> [Exercise 1]: Copy out the listing below without any changes, from its first line through the line containing "x=184 y=124", including that line.

--- start Source document ---

The README file includes a summary of the Sparkify AWS DWH project, how to run the Python scripts, and an explanation of the files in the repository. Comments are used effectively and each function has a docstring.
Sparkify music data is transferred from external S3 to AWS Redshift cluster using AWS CLI and Python.
Using the song and event datasets given, a star schema optimized for queries on song play analysis has been designed and implemented.
Staging Tables
staging_events - includes a sample of events (log data) data filtered to A/B/C staging_songs - includes a sample of songs (song_data) filtered to /2018/11
see the for more information on data types and distribution / sort keys
Dimension Tables
users - users in the app songs - songs in music database artists - artists in music database time - timestamps of records in songplays broken down into specific units
Fact Table
song_play -- includes all users sessions and songs played over time
### DISTRIBUTION
note that smaller tables that are used frequently for queries have an ALL distribution style. Everything else is EVEN (Redshift Default)

--- end Source document ---
--- start Listing ---

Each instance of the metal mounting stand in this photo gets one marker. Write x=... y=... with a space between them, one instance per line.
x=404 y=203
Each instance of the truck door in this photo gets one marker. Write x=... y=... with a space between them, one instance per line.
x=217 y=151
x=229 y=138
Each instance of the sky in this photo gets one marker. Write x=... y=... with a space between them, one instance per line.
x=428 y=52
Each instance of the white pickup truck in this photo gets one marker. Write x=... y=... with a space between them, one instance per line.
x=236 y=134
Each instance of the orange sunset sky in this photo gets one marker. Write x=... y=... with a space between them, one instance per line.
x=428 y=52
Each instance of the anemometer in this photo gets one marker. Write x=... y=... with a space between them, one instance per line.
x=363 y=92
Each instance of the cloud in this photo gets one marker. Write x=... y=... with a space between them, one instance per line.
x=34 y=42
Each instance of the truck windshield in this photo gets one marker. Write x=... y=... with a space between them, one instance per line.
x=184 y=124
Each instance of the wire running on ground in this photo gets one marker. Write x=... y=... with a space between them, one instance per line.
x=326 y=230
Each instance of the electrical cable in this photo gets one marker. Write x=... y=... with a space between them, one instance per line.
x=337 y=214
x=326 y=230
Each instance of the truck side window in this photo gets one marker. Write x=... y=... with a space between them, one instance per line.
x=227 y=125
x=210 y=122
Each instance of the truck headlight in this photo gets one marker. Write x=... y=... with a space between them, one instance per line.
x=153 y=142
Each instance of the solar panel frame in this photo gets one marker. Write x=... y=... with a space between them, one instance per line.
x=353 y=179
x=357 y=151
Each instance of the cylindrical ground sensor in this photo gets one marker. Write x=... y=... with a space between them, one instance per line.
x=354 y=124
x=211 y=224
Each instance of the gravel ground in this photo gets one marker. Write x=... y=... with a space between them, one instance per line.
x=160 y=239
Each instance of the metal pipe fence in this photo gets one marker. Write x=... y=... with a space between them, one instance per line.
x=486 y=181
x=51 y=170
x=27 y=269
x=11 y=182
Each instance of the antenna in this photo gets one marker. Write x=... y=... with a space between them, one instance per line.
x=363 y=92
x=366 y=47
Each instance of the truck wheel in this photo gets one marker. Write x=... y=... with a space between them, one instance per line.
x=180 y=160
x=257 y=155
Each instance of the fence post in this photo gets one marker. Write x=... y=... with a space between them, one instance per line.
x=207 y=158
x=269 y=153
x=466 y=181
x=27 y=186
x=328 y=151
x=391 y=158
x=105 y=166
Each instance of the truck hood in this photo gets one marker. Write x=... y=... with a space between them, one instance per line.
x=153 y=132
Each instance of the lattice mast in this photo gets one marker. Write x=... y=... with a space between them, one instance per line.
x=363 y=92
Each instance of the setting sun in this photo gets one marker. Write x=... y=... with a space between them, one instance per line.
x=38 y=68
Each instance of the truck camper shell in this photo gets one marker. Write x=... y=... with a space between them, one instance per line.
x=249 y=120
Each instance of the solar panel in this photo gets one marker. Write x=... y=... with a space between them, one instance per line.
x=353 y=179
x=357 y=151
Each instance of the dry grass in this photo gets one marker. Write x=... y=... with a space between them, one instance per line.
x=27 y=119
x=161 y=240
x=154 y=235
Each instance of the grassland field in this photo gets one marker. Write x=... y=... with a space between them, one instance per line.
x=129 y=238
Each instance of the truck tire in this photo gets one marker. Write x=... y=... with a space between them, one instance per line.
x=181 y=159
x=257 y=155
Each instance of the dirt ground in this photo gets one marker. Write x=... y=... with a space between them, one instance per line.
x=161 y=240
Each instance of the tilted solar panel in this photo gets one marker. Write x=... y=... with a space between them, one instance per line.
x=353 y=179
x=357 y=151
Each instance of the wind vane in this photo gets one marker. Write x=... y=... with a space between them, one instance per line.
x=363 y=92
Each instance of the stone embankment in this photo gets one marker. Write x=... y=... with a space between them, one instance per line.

--- end Listing ---

> [Exercise 2]:
Answer these questions from the README.
(a) What two tools move the Sparkify music data from S3 to the Redshift cluster?
(b) What distribution style do the smaller, frequently queried tables use?
(c) What is the fact table called?

> [Complete output 1]:
Each instance of the metal mounting stand in this photo gets one marker. Write x=... y=... with a space between them, one instance per line.
x=404 y=203
Each instance of the truck door in this photo gets one marker. Write x=... y=... with a space between them, one instance per line.
x=217 y=151
x=229 y=138
Each instance of the sky in this photo gets one marker. Write x=... y=... with a space between them, one instance per line.
x=428 y=52
Each instance of the white pickup truck in this photo gets one marker. Write x=... y=... with a space between them, one instance per line.
x=236 y=134
Each instance of the orange sunset sky in this photo gets one marker. Write x=... y=... with a space between them, one instance per line.
x=428 y=52
Each instance of the anemometer in this photo gets one marker. Write x=... y=... with a space between them, one instance per line.
x=363 y=92
Each instance of the cloud in this photo gets one marker. Write x=... y=... with a space between them, one instance per line.
x=34 y=42
Each instance of the truck windshield in this photo gets one marker. Write x=... y=... with a space between them, one instance per line.
x=184 y=124

> [Complete output 2]:
(a) AWS CLI and Python.
(b) ALL.
(c) song_play.